■ Passage shown
Content starts

Excellent. And then I know Keith mentioned a lot about kind of lower brand spend in the coming quarter and the rest of the year. Just thoughts on what's driving the lower spend, is it just the timing of the -- some of the marketing expenses that's out there?

Lee Schram

Analyst

Just think of it this way. The way it simply works is when do we go in and do the work of picking the time we're going to make over and then once the production done, when's the advertising that's going to go on, the web series. And I wish I could tell you that they're all time, every quarter, every year, we do the same way, with the same dollars or whatever. It just doesn't work that way. We time things differently, depending on when small business week is, depending on when we can get into the town, get the production behind it, do the actual taping. And so it's just happens to bump up and down and as you know, believe it or not, as that moves around a bit, it allows the quarters, the earnings per shares within those quarters to move around a bit as well. But that's all it is and that's when we -- we like to reference it because we think it's a fair reference when you consider movement between the quarters on earnings per share. And so that's why we have -- Keith and I believe some quarter for out.

Charles Strauzer

Analyst

Right. So it's just basically timing, that you're not going to get return or you're canceling things.

Lee Schram

Analyst

No, no. We've been feeling like we said in the prepared comments, we feel good about what we're doing. And it's just merely timing quarter-over quarter and what we did last year in the quarter versus this year. Some quarters, we're doing more of this year than last year. Some quarters we're doing less this year than last year. It was just kind of how it's mapping itself out.

Charles Strauzer

Analyst

Got it. And then just lastly, just thinking about the guidance, the organic growth in the quarter was down, roughly 1%, is that kind of a good kind of assumption to is the back half of the year as well, kind of continued working the growth a modest decline there?

Content ends

■ Aim of the task
Write the next part of the earnings call transcript above, starting after its final line.

■ Data section
Content starts

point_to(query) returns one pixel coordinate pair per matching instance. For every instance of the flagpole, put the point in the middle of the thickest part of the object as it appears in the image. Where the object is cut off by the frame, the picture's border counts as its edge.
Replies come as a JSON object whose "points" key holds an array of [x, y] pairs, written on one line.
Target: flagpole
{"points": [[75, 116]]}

Content ends

■ Answer to this task
Lee Schram

Analyst

We said in the last update and then we published before Keith and I went on the road in the second quarter, that we expect this year's organic growth to be roughly flat. So if you think about the first half of the year down in probably the 1% to 2% range, we would expect the second half of the year to start getting closer to 0 to probably even showing a little bit of growth and getting the fattening roughly flat number for the year, Charlie. So that's the way you should think about it. We're focal very focused on this right now.

Operator

Operator

At this time, there's no other questions in queue. alternate to Mr. Schram for closing remarks.

Lee Schram

Analyst

I just like to thank everybody for your participation to the sell side as for questions today. I would just like to summarize the quarter and as follows, we delivered a very strong second quarter. Second market solutions and other service revenue grew 26% and our mix improved to 38% of total company revenue towards our goal of the 38% this year and 40% next year. And we have established a solid baseline first half of the year and we believe propels us towards revenue growth again in 2017 for an eighth consecutive year. We're now going to roll up our sleeves, we're going to get back to what and we look forward to providing a positive progress report on our next call. I'm going to turn it over to Ed for just some final housekeeping comments.

Ed Merritt

Analyst

Thanks, Lee. Before we conclude the call today and like to mention that Deluxe management will be participating in the following conferences in the third quarter where you can hear more about our transformation. On September 14, we will be at the CL King Best Ideas Conference in New York. Thanks for joining us and that concludes the Deluxe second quarter 2017 earnings call.